Consignes
**A.** Résumez en deux phrases l'intervention de Charlotte Caubel.
**B.** Poursuivez l'intervention de Charlotte Caubel à la suite de sa dernière phrase.

Texte de lecture
Intervention de Charlotte Caubel

Commission des affaires sociales — Réunion du 14 décembre 2022 à 16h30
Suivi des recommandations de la mission d'information relative aux violences sexuelles sur mineurs en institutions et mise en oeuvre de la loi n° 2022-140 du 7 février 2022 relative à la protection des enfants — Audition de Mme Charlotte Caubel secrétaire d'état auprès de la première ministre chargée de l'enfance

Charlotte Caubel, secrétaire d'État auprès de la Première ministre, chargée de l'enfance :

Je vous remercie de votre implication dans les sujets relatifs à l'enfance. Je tiens tout d'abord à saluer la qualité du rapport de la mission commune d'information et de ses recommandations. Certaines d'entre elles ont été déployées très rapidement par le Gouvernement durant le précédent quinquennat, notamment grâce à la loi du 7 février 2022 relative à la protection des enfants. Je reviendrai sur les décrets d'application de ce texte très riche, qui m'occupe depuis mon arrivée au Gouvernement.

Documents fournis

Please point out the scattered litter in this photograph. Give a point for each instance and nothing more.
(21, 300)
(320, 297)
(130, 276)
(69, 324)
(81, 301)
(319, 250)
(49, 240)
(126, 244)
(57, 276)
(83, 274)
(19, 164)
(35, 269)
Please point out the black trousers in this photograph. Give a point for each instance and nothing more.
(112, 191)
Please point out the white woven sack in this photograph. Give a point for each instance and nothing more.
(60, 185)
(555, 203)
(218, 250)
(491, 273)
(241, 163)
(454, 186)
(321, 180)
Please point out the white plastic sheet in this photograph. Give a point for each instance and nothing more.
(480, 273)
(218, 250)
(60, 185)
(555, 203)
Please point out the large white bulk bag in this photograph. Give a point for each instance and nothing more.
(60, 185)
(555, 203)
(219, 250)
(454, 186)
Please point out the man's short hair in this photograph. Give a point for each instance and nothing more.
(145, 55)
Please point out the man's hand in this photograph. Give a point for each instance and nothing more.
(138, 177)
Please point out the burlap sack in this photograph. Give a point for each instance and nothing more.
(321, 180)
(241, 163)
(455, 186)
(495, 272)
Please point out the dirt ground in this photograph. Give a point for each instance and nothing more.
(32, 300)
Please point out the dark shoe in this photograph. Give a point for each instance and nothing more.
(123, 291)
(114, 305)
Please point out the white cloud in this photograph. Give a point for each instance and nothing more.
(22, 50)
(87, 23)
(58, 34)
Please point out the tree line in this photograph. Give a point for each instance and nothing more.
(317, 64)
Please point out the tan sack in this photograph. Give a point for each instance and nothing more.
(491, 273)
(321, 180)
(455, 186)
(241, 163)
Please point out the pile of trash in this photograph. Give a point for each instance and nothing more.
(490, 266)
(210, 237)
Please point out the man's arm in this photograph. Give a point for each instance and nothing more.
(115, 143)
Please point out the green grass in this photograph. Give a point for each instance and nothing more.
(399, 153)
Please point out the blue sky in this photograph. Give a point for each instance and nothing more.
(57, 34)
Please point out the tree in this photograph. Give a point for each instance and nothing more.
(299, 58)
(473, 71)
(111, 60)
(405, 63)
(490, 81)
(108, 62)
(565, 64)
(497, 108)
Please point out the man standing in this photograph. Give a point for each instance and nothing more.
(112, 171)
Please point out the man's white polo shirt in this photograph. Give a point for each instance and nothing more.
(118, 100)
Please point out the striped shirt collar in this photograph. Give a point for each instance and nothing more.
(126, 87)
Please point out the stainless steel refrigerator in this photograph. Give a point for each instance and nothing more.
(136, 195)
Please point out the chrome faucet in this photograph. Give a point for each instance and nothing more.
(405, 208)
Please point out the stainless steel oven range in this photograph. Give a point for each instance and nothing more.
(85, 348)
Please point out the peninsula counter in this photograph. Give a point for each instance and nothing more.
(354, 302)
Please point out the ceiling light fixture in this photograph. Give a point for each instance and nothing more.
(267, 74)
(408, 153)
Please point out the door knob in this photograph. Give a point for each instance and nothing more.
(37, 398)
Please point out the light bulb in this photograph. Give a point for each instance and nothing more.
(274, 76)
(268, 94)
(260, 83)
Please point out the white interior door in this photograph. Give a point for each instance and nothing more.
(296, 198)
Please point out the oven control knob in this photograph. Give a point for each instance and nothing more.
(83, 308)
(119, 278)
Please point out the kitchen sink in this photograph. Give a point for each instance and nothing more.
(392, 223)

* * *

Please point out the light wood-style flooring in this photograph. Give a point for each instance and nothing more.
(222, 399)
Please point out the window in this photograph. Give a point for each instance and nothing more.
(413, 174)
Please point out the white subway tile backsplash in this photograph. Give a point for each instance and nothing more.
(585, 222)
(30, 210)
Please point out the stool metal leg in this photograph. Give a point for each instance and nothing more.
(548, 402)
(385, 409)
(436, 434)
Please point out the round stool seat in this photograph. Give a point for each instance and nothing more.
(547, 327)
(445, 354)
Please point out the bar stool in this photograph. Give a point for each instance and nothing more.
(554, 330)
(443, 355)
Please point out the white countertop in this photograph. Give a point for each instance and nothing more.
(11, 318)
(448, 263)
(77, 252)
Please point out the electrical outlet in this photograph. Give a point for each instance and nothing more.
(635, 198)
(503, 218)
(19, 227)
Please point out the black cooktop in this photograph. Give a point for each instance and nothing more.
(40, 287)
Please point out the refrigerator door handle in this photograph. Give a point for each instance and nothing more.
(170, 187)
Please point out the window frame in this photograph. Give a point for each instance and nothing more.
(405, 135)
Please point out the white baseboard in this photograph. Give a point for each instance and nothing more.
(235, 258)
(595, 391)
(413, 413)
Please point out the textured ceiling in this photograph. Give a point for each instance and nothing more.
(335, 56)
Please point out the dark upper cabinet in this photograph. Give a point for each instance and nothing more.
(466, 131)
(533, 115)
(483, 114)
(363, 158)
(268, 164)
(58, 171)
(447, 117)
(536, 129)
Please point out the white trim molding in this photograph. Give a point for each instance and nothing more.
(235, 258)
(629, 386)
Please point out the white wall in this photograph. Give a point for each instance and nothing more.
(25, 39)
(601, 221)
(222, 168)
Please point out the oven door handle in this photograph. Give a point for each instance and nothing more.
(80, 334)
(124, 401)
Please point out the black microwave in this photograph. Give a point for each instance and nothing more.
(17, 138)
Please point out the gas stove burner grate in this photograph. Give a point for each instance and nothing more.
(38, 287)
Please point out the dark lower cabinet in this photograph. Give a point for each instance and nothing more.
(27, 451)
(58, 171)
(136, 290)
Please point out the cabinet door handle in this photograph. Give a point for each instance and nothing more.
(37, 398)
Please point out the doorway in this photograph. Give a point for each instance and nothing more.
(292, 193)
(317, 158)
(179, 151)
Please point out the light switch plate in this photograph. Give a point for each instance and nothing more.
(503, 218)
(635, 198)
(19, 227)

* * *

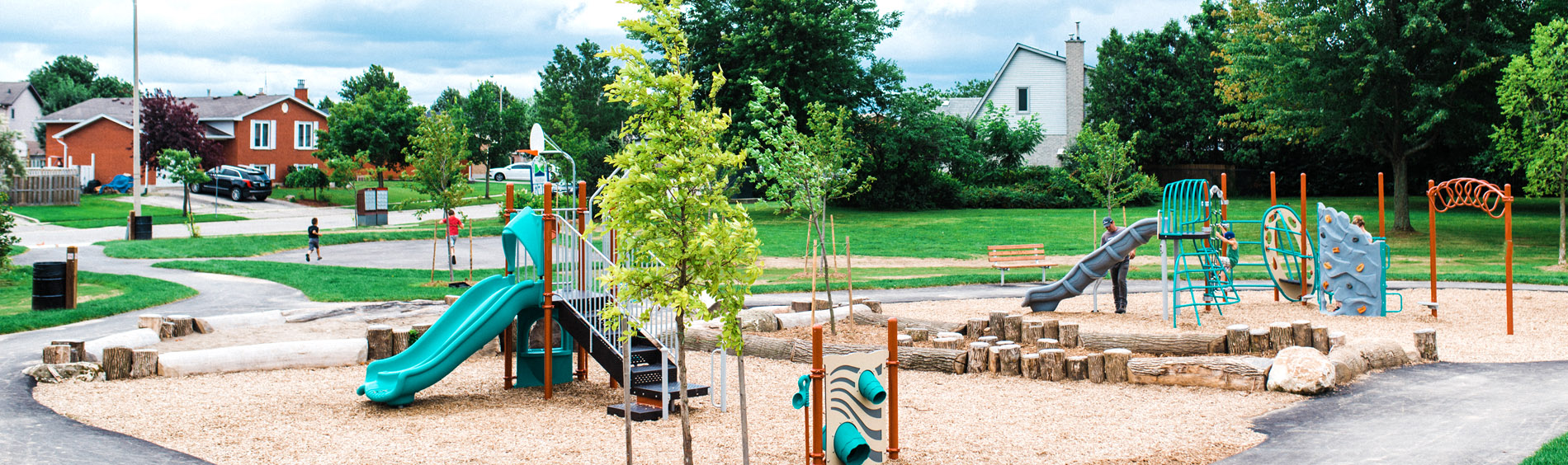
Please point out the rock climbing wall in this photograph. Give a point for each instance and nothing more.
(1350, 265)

Corrigés
**A.** Auditionnée le 14 décembre 2022 par la commission des affaires sociales, Charlotte Caubel, secrétaire d'État chargée de l'enfance, salue la qualité du rapport de la mission commune d'information et de ses recommandations. Elle rappelle que le Gouvernement en a rapidement mis en œuvre certaines durant le précédent quinquennat, notamment par la loi du 7 février 2022 relative à la protection des enfants, dont elle annonce qu'elle évoquera les décrets d'application.

**B.**
Ce rapport a rejoint celui de la Commission indépendante sur les abus sexuels dans l'Église (Ciase) et celui de la Commission indépendante sur l'inceste et les violences sexuelles faites aux enfants (Ciivise) ; ces différents travaux nous rappellent l'urgence d'une prise de conscience collective à ce sujet. Nous sommes dans la situation où nous nous trouvions durant le précédent quinquennat s'agissant des violences faites aux femmes : la société entière peine à prendre la mesure de la situation. Or tous nos enfants ne sont pas heureux, tous nos enfants ne sont pas rois ; un enfant meurt dans son cadre familial tous les cinq jours en France et la Ciivise nous dit que 160 000 enfants par an sont victimes d'infractions sexuelles. Nous ne parvenons pas à casser la chaîne de reproduction des violences : les criminels d'aujourd'hui sont souvent des victimes d'hier et cela nous pose question. Votre rapport relève, par ailleurs, le manque de données statistiques dont nous souffrons, pour des raisons diverses. En l'absence de données précises, il n'est pas facile de mettre en place une stratégie claire et partagée.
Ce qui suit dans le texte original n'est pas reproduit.